*** Block opens ***

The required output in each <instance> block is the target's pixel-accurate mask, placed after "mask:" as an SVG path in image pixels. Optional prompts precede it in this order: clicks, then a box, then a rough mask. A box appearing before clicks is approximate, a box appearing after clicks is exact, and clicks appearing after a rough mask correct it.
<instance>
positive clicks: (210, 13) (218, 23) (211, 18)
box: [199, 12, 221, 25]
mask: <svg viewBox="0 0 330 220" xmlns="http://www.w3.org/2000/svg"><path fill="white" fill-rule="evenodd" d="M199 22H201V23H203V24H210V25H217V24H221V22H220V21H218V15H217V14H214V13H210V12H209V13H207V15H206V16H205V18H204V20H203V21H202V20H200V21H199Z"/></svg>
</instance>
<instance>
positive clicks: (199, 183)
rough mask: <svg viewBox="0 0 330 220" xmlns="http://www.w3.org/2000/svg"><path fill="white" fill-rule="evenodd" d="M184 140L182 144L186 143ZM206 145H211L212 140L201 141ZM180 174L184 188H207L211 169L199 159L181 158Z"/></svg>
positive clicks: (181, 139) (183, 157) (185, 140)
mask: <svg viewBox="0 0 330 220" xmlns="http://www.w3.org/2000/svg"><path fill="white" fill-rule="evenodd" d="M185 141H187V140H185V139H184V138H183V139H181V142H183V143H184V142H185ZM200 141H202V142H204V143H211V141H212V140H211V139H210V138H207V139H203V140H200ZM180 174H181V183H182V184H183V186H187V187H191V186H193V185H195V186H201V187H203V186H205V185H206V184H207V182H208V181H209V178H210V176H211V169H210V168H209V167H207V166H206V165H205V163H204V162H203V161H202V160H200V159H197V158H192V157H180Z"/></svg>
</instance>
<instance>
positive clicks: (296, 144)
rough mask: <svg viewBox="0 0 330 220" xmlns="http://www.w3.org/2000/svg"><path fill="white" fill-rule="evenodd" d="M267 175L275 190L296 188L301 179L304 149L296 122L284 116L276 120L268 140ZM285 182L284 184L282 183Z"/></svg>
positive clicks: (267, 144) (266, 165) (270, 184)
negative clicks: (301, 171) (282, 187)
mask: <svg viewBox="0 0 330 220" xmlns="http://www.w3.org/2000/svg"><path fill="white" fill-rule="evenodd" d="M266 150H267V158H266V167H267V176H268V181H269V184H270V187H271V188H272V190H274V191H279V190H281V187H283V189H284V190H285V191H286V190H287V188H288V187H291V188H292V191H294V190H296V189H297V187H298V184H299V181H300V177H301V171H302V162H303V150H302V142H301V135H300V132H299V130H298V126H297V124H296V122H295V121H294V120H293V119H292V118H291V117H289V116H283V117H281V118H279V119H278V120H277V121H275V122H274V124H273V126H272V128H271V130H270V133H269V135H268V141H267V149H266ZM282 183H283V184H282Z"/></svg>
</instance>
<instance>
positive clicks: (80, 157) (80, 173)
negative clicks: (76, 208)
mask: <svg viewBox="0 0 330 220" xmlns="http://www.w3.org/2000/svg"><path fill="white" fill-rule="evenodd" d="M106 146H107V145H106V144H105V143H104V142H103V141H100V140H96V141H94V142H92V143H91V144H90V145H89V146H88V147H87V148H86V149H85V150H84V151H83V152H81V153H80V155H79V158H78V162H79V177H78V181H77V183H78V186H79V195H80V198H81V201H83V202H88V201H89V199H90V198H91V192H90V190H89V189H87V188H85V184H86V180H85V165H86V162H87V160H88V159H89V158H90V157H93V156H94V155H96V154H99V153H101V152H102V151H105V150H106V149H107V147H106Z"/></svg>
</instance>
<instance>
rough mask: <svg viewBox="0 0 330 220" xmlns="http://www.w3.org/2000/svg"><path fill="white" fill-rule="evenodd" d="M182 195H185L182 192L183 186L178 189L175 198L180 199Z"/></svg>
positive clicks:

*** Block closes ***

Set the records above down again. Match them exactly.

The required output in each <instance> block is the target's pixel-accurate mask, placed after "mask:" as an SVG path in image pixels. Optional prompts precede it in this order: clicks, then a box, then a rough mask. A box appearing before clicks is approximate, a box appearing after clicks is exact, and clicks appearing after a rough mask correct it.
<instance>
positive clicks: (210, 13) (218, 23) (211, 18)
box: [199, 12, 221, 25]
mask: <svg viewBox="0 0 330 220" xmlns="http://www.w3.org/2000/svg"><path fill="white" fill-rule="evenodd" d="M199 22H201V23H203V24H210V25H217V24H221V22H220V21H218V15H217V14H214V13H210V12H209V13H207V15H206V16H205V18H204V20H203V21H202V20H200V21H199Z"/></svg>
</instance>
<instance>
positive clicks: (199, 183)
rough mask: <svg viewBox="0 0 330 220" xmlns="http://www.w3.org/2000/svg"><path fill="white" fill-rule="evenodd" d="M184 140L182 144L186 143ZM206 145H211L212 140L201 141ZM180 174L184 188H207L211 169L199 159L181 158Z"/></svg>
positive clicks: (181, 139) (183, 157) (185, 140)
mask: <svg viewBox="0 0 330 220" xmlns="http://www.w3.org/2000/svg"><path fill="white" fill-rule="evenodd" d="M185 141H187V140H185V139H184V138H183V139H181V142H183V143H184V142H185ZM200 141H202V142H204V143H211V141H212V140H211V139H210V138H207V139H203V140H200ZM180 174H181V183H182V184H183V186H187V187H191V186H193V185H195V186H201V187H203V186H205V185H206V184H207V182H208V181H209V178H210V176H211V169H210V168H209V167H207V166H206V165H205V163H204V162H203V161H202V160H200V159H197V158H192V157H180Z"/></svg>
</instance>
<instance>
positive clicks: (296, 144)
rough mask: <svg viewBox="0 0 330 220" xmlns="http://www.w3.org/2000/svg"><path fill="white" fill-rule="evenodd" d="M267 175L275 190L296 188L301 179L304 149L296 122L284 116L276 120L268 140ZM285 182L284 184L282 183Z"/></svg>
positive clicks: (267, 144) (266, 165) (270, 184)
negative clicks: (301, 171) (282, 187)
mask: <svg viewBox="0 0 330 220" xmlns="http://www.w3.org/2000/svg"><path fill="white" fill-rule="evenodd" d="M266 150H267V158H266V167H267V176H268V181H269V184H270V187H271V188H272V190H274V191H279V190H281V187H283V189H284V190H285V191H286V190H287V188H288V187H291V188H292V191H294V190H296V189H297V187H298V184H299V181H300V177H301V171H302V162H303V150H302V142H301V135H300V132H299V130H298V126H297V124H296V122H295V121H294V120H293V119H292V118H291V117H289V116H283V117H281V118H279V119H278V120H277V121H275V122H274V124H273V126H272V128H271V130H270V133H269V135H268V141H267V149H266ZM282 183H283V184H282Z"/></svg>
</instance>
<instance>
positive clicks: (80, 157) (80, 173)
negative clicks: (76, 208)
mask: <svg viewBox="0 0 330 220" xmlns="http://www.w3.org/2000/svg"><path fill="white" fill-rule="evenodd" d="M106 146H107V145H106V144H105V143H104V142H103V141H100V140H96V141H94V142H92V143H91V144H90V145H89V146H88V147H87V148H86V149H85V150H84V151H83V152H81V153H80V155H79V158H78V162H79V177H78V181H77V183H78V186H79V195H80V198H81V201H83V202H88V201H89V199H90V198H91V192H90V190H89V189H87V188H85V184H86V180H85V165H86V162H87V160H88V159H89V158H90V157H93V156H94V155H96V154H99V153H101V152H102V151H105V150H106V149H107V147H106Z"/></svg>
</instance>
<instance>
rough mask: <svg viewBox="0 0 330 220" xmlns="http://www.w3.org/2000/svg"><path fill="white" fill-rule="evenodd" d="M182 195H185L182 192L183 186L178 189L175 198L180 199Z"/></svg>
positive clicks:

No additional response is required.